課題内容
下の記事の「映画は時代の空気や、世代の感」から「てしまうと身も蓋もないけど。」までを、「主人公」を「ヒロイン」に置き換えて書き直してもらえますか？

記事
映画と人とわたし by エノキダケイコ

映画は時代の空気や、世代の感覚を伝え続ける、面白くて大切な文化だと思います。KINENOTEとこのブログに、見た映画の感想を記録しています。

深田晃司監督「よこがお」2378本目

これも、不思議と良かった。ストーリーは「イヤミス」ですよね、家族からの憎悪や嫉妬、マスコミや一般の人たちのネガティブな感情を浴びた主人公が、自分も爆発して最後鎮火する…。といってしまうと身も蓋もないけど。

筒井真理子って、いつも助演女優として出てる美人でエロっぽい年増女性、という位置づけがかなりカッチリしていると思ってたけど、 この映画では脇の甘さ、翻弄される人の好さ(っぽく見える)の魅力が満開でした。いつもは、ちょっとズル賢い役が多かったけど、この映画の彼女はもっと柔らかい。「筒井真理子劇場」というのは大げさな気がするけど、彼女のキャリアの中で一番重要な一本であり続けるんじゃないかな、という気はします。

データ一覧
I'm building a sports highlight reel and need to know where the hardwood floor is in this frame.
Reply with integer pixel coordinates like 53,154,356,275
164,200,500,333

---

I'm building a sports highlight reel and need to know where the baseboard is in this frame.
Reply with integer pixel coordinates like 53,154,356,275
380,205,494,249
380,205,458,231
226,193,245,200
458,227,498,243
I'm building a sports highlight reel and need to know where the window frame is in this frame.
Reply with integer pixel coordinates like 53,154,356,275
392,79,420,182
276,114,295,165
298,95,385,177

==

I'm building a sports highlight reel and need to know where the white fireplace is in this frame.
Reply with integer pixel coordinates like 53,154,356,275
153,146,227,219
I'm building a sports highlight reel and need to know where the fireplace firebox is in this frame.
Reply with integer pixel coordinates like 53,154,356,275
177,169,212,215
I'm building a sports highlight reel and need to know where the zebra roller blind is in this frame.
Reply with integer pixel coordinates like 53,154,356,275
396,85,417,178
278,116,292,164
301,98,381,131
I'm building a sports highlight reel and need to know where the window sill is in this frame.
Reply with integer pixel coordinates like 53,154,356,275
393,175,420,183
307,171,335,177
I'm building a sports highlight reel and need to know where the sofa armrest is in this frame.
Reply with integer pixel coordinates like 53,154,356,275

解答は以下
映画は時代の空気や、世代の感覚を伝え続ける、面白くて大切な文化だと思います。KINENOTEとこのブログに、見た映画の感想を記録しています。

深田晃司監督「よこがお」2378本目

これも、不思議と良かった。ストーリーは「イヤミス」ですよね、家族からの憎悪や嫉妬、マスコミや一般の人たちのネガティブな感情を浴びたヒロインが、自分も爆発して最後鎮火する…。といってしまうと身も蓋もないけど。